AIM OF THE EXERCISE: Continue the passage about moving in to help a sister through cancer treatment, starting after its last sentence.

EXCERPTED TEXT:
┄┄┄┄┄┄
My sister has been diagnosed with cancer. It is very advanced, and the treatment is brutal. I decided to relocate temporarily to help her because we are close and I knew that her husband, who is much older than she is and recently retired, participates little in parenting, cooking, and housekeeping. They have two young children.

Now that I am here, it is painful to see how my sister refuses to rest and how little her husband does at home. He’s often playing on his phone while my sister makes dinner, cleans, and cares for their children. The children are spoiled: Both parents always give in to them at the first whimper. They’re disobedient. They throw or drop their toys and shoes wherever they want when they are done with them. It takes an hour or two to put them to bed at night. The children are very smart, and I love them. They usually do well when I ask them to help me cook or tell them they need to put something away before starting a new activity—unless my sister is there to tell them they can have a reward without following instructions or that they don’t have to clean up after themselves if they don’t want to. My sister is extremely defensive of her parenting choices and often tells me that my help is not wanted. While she is quite controlling and has probably prevented her husband from gaining confidence as an active parent throughout their marriage, he has been the classic, lazy husband who thinks his only responsibility is to financially provide for his family.
┄┄┄┄┄┄
INPUT DATA:
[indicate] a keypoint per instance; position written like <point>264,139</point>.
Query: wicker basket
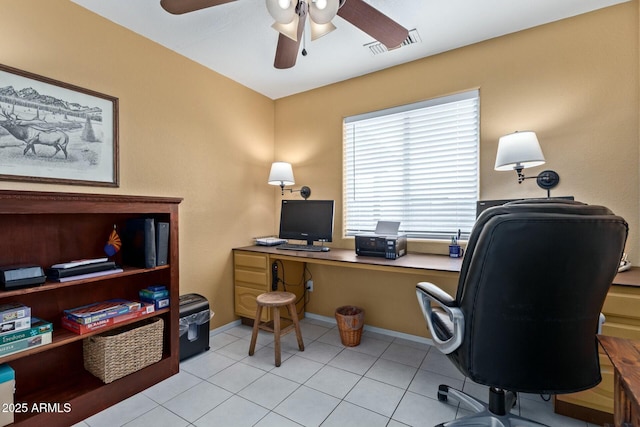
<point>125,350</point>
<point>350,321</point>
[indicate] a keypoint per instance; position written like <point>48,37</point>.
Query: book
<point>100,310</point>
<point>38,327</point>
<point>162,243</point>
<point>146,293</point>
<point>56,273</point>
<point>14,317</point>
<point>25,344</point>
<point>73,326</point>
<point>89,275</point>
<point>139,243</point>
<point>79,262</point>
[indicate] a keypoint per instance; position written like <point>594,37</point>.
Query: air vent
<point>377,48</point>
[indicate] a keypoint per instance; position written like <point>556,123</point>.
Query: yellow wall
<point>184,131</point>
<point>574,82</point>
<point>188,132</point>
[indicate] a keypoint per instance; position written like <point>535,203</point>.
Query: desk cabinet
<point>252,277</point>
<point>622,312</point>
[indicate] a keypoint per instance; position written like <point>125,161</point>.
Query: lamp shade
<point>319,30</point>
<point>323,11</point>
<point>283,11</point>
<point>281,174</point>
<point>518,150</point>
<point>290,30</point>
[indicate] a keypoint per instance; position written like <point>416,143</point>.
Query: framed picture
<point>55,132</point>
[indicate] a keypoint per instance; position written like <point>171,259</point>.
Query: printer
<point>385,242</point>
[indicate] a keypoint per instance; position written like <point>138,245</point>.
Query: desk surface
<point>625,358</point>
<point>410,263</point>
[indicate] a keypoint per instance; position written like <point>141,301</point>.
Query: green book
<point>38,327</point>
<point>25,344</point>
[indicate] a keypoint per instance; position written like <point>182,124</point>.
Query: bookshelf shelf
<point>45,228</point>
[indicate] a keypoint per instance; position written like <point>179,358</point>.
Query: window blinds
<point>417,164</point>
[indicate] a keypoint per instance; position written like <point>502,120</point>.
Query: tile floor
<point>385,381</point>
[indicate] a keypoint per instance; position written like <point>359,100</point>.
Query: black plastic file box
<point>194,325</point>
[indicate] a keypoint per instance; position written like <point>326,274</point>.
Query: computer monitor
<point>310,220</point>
┄┄┄┄┄┄
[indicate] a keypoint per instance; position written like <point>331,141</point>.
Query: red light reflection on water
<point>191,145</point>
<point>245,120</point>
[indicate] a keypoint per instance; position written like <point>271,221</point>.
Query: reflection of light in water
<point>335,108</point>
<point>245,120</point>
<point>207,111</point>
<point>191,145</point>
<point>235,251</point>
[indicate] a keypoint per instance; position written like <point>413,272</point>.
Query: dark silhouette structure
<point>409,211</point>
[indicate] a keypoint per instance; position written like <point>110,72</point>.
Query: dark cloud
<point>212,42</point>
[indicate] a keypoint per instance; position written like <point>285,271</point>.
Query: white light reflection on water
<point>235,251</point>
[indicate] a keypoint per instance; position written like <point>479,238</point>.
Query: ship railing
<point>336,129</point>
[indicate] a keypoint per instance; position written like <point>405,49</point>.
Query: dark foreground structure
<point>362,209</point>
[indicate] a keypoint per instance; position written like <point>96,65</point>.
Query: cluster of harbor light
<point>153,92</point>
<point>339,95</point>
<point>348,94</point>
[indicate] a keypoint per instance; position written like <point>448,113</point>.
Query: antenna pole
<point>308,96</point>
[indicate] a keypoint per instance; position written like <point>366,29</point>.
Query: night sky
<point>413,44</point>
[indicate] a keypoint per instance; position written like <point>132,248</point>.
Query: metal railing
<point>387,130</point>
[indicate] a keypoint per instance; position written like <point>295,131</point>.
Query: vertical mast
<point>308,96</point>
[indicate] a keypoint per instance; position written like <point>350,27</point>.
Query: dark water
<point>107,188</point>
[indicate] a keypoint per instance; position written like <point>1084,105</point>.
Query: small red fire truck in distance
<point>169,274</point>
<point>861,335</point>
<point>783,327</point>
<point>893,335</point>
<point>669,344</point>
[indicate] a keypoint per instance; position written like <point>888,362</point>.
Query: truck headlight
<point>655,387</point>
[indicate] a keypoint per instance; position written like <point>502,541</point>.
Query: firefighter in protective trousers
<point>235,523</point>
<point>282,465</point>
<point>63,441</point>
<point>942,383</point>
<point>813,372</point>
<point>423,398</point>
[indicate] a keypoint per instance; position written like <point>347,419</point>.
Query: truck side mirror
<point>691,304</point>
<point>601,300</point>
┄┄┄┄┄┄
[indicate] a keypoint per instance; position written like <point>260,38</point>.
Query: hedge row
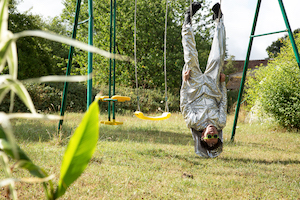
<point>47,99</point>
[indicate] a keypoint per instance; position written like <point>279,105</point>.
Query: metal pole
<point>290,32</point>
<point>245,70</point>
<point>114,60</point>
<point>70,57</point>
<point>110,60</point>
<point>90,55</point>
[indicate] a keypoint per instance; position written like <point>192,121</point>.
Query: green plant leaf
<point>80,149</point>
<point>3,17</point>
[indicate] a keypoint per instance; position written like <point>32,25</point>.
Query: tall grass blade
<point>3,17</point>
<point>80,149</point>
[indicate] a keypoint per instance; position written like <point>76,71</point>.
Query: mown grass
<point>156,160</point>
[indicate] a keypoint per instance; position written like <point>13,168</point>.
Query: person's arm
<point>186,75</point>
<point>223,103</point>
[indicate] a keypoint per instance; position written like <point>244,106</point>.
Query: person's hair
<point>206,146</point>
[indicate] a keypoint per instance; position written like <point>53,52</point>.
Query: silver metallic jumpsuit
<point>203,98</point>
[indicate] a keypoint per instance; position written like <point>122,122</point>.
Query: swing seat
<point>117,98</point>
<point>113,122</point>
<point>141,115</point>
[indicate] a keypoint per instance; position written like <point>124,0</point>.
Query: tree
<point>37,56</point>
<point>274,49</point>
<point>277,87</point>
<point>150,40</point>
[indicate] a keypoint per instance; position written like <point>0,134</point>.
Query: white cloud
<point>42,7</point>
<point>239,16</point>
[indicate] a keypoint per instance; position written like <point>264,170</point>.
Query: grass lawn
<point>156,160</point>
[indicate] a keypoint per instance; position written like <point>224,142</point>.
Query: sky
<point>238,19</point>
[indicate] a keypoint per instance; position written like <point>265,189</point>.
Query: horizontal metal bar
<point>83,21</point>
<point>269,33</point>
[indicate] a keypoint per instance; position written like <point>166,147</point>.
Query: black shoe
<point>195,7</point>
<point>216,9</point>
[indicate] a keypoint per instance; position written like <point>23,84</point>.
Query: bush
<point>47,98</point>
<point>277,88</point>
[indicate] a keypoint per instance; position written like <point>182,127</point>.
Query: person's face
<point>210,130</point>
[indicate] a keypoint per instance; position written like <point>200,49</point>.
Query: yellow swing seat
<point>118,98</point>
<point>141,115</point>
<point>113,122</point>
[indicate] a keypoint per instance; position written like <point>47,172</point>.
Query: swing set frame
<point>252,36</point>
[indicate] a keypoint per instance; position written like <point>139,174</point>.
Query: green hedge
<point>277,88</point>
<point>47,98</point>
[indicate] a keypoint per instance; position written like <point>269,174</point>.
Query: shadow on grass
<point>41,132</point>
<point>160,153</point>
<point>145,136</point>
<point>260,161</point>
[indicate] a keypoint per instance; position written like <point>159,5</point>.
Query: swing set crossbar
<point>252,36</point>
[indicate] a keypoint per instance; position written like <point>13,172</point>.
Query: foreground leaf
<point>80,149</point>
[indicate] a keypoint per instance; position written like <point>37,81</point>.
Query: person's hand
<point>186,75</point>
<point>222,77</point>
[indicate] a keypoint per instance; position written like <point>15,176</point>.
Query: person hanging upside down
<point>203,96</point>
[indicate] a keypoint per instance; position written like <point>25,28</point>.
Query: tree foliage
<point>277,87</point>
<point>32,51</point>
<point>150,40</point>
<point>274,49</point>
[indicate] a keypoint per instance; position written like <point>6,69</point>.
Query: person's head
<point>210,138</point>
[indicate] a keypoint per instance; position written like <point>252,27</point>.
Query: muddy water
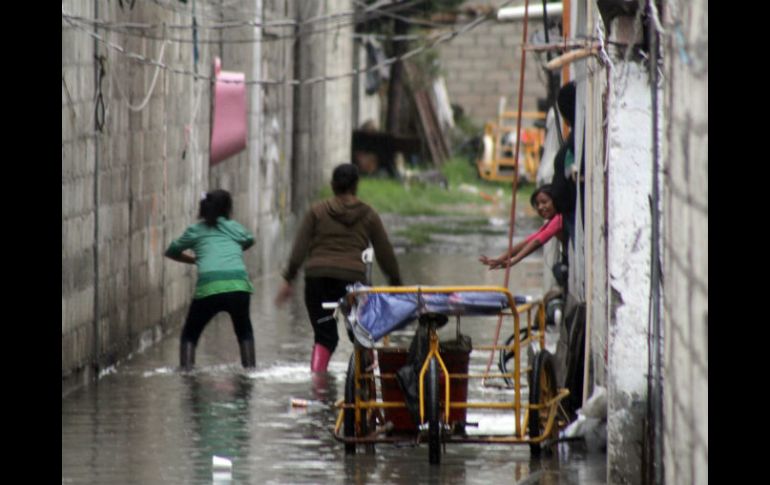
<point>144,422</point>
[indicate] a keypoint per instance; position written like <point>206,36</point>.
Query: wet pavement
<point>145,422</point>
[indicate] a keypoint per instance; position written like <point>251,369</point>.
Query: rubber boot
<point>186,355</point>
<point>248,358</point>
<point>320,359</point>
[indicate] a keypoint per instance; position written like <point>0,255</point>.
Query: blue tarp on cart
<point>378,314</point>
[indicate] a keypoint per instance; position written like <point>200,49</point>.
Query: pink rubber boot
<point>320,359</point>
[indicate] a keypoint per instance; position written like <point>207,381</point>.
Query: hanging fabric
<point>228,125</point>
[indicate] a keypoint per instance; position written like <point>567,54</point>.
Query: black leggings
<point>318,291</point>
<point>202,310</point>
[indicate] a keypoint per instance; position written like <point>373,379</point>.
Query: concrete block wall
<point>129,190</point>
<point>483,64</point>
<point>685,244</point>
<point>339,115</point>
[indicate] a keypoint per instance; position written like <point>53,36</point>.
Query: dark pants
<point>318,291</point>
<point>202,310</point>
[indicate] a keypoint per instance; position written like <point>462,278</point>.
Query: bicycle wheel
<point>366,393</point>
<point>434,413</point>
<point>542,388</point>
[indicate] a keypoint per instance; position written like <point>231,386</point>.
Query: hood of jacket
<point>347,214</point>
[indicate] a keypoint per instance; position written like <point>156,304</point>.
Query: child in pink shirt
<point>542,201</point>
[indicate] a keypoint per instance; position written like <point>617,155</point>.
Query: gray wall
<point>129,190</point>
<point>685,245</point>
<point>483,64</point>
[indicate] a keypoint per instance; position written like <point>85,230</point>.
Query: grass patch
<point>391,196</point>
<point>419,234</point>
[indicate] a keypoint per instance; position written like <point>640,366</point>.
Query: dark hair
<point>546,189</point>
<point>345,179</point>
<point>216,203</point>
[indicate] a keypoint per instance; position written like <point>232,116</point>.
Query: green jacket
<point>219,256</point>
┄┄┄┄┄┄
EXERCISE ANSWER:
The kids get excited when I’m there, and ask me to play, read stories, and help with bath time. I know my sister is scared, and she feels guilty and anxious about what her illness is “doing” to her children. Her health is expected to decline over the coming months. How can I encourage her to rest, get her husband to take an active role in the household, and get her to let me take over some parenting temporarily so that when I leave, she doesn’t have to work so hard? Right now, she lets me do some of the laundry, bath time, and cooking (but only when she is so tired, she can’t stay awake). I can’t imagine the complex emotions everyone is feeling, but shouldn’t she and her husband recognize by now that they are jeopardizing her life?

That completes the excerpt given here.